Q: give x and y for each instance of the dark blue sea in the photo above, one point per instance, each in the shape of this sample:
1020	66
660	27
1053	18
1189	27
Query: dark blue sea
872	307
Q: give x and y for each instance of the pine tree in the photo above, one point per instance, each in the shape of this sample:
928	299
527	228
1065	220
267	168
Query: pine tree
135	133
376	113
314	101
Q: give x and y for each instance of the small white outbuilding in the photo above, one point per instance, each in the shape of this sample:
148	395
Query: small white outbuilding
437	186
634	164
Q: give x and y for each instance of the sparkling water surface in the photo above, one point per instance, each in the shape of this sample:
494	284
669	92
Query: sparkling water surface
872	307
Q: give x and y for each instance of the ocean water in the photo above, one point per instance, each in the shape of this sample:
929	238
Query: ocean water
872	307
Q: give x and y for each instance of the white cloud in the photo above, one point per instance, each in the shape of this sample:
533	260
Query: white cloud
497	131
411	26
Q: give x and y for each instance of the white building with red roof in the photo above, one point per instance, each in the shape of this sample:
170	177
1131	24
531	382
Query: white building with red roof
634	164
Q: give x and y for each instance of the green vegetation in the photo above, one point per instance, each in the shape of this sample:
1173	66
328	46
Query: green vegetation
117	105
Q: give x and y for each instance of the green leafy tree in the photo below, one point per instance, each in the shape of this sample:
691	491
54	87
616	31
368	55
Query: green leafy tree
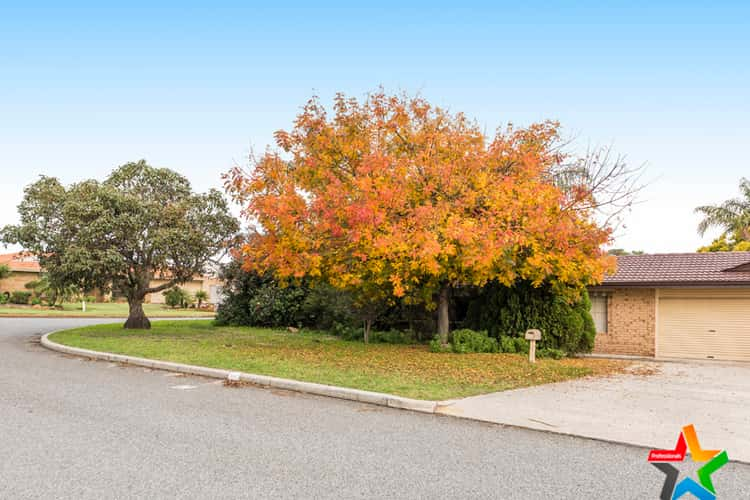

## STATED EXERCISE
Retype every record above word for word, leaving out the pictures.

## RESULT OF THIS EXERCISE
Q: give x and y for each instance of the dark blue sea in the photo above, one point per instance, each in the shape of this sample:
1020	66
660	27
1053	18
1189	27
Query: dark blue sea
872	307
Q: give x and y for each instance of the pine tree in the photo above, one point per instance, each in the shape of this sample:
928	299
527	228
1065	220
267	168
Query: pine tree
135	133
376	113
314	101
Q: give x and y for each instance of the small white outbuilding in the photo above, one point per instance, each in the shape of this sample:
148	395
Query: small white outbuilding
437	186
634	164
Q: give x and y for each instance of the sparkling water surface in the photo above, one point per instance, each in the shape of this sample:
494	284
669	92
Query: sparkling water surface
872	307
Q: give x and y for each instance of the ocean water in the photo above, one point per instance, each in the shape of this sample:
929	238
Query: ocean water
872	307
Q: give x and y for each instance of the white cloud in the photo above, one point per instance, each in the shape of this sample:
533	260
Query: white cloud
497	131
411	26
Q: give x and y for each instance of the white building with red roof in the photo above, one point per instance, each in the shape of this sample:
170	177
1131	24
531	382
Query: white building with red roof
634	164
Q: give x and y for each instance of the green vegetation in the photo above, one point per instance, each in the shape of this sample:
1173	66
328	46
Query: green vegetation
117	105
Q: give x and y for each instance of the green leafy tree in the photo below, one point per instance, each in the shape of this sample:
691	491
54	87
616	31
368	55
Query: green leafy tree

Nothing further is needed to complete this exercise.